▶ _Input material_:
____________________

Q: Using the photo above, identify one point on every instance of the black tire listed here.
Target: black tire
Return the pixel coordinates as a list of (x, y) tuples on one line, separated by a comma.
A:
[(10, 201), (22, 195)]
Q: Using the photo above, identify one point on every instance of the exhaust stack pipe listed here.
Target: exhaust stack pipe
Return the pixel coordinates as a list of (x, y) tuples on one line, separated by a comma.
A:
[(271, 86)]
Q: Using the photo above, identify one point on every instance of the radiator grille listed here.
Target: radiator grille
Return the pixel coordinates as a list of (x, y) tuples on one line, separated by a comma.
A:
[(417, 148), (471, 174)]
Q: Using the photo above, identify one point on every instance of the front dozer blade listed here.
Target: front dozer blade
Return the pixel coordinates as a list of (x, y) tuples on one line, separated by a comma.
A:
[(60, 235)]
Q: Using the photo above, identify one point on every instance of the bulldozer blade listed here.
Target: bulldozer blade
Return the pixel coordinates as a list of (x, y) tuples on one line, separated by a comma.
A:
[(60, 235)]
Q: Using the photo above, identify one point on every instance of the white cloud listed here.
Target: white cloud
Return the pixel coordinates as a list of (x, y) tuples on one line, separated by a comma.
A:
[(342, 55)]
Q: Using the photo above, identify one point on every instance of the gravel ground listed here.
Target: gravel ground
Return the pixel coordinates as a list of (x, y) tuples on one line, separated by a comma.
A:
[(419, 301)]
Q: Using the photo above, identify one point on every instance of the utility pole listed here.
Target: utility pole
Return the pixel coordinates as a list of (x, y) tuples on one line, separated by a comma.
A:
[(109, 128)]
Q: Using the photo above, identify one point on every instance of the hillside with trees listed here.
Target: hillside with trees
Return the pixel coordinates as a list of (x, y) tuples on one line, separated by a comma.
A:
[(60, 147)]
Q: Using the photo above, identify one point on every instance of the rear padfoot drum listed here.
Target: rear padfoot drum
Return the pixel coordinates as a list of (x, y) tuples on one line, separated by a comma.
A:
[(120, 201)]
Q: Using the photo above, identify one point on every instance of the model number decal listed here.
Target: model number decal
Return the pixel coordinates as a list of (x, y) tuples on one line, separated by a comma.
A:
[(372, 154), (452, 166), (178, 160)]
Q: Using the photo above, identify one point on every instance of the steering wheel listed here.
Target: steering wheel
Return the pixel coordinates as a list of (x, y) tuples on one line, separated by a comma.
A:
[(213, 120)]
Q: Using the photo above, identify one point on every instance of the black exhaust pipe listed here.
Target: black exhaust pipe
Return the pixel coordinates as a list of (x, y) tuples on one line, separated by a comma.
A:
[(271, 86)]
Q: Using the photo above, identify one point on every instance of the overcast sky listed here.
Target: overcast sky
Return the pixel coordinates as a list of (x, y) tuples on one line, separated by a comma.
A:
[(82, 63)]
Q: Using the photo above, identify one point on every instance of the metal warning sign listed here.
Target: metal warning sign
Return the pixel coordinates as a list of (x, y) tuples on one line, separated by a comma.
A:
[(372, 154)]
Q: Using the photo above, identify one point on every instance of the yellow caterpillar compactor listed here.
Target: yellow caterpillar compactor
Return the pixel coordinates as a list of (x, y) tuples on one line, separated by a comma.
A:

____________________

Set the data down again in full, exactly as given.

▶ _Solution to this task_:
Q: Using the photo above, identify one point on every instance of the black tire listed here.
Target: black tire
Return the pixel coordinates as a list of (x, y) tuples on one line, separated by a comma.
A:
[(10, 201), (22, 195)]
Q: Using the photo above, identify one point on every instance of the exhaust stack pipe listed here.
Target: exhaust stack pipe
Return the pixel coordinates as a list of (x, y) tuples on one line, separated by a comma.
A:
[(271, 86)]
Q: Using the photo above, identify one point on every instance of the radiator grille listed here.
Target: radiator grille
Return the pixel coordinates as a list of (x, y) tuples on one line, separated by a comma.
A:
[(417, 148), (471, 174)]
Q: Using the photo above, identify one point on every instance of the front dozer blade listed here.
Target: front dozer blade
Return the pixel coordinates as a list of (x, y) tuples on one line, separated by a comma.
A:
[(60, 235)]
Q: Using the photo above, identify one point on every instance of the bulldozer blade listed here.
Target: bulldozer blade
Return the pixel coordinates as a list of (x, y) tuples on one line, separated by a comma.
A:
[(60, 235)]
Q: Using the photo above, identify one point on every instance of the white cloud listed here.
Target: white cloud
Return the pixel coordinates as a list of (x, y) tuples on one line, separated by a comma.
A:
[(342, 55)]
Q: Using the photo above, identify one point on every instance of the gravel ground listed here.
Target: gravel ground
Return the pixel coordinates as a list of (x, y) tuples on one line, separated by a comma.
A:
[(419, 301)]
Q: Using the photo above, identify one point on every instance of the utility pole listed here.
Target: utility pole
Return the pixel coordinates as a list of (x, y) tuples on one line, separated by a comma.
A:
[(109, 128)]
Q: Using the photo above, identify one point on every instance of the hillside with trees listed here.
Target: hillside with trees
Return the pixel coordinates as a list of (x, y) tuples on one line, separated by a comma.
A:
[(60, 147)]
Q: Using the photo above, identify one point on every instance of the rear padfoot drum listed here.
Target: rear padfoot drum
Return the pixel coordinates as a list of (x, y) tuples on one line, separated by a comma.
A:
[(120, 201)]
Q: Using the photo above, identify one point on every instance of the model number decal listed here.
Target: model number decal
Return the pixel coordinates as a list of (x, y) tuples on one line, separated by a comma.
A:
[(372, 154), (452, 166), (178, 160)]
Q: Using the photo above, identify one point on every instance of the steering wheel listed here.
Target: steering wheel
Return the pixel coordinates as a list of (x, y) tuples on one line, separated by a comma.
A:
[(213, 120)]
Q: Using the photo above, identify one point on every instance of the black exhaust pipe listed here.
Target: black exhaust pipe
Return the pixel coordinates as a list of (x, y) tuples on one line, separated by a comma.
A:
[(271, 86)]
Q: Using the photo above, identify one point on every instance of the overcast sky listed here.
Target: overcast sky
Return the pixel coordinates as a list of (x, y) tuples on one line, separated by a comma.
A:
[(82, 63)]
Q: Using the photo above, identify one point on every instance of the metal warning sign listed here.
Target: metal warning sign
Return the pixel coordinates as a list of (x, y) tuples on one line, separated by a comma.
A:
[(372, 154)]
Q: Using the photo above, identify one point on every instance of the yellow caterpillar compactor listed here.
Target: yellow caterpillar compactor
Return the pixel coordinates as a list of (x, y) tuples on one line, separated by a comma.
A:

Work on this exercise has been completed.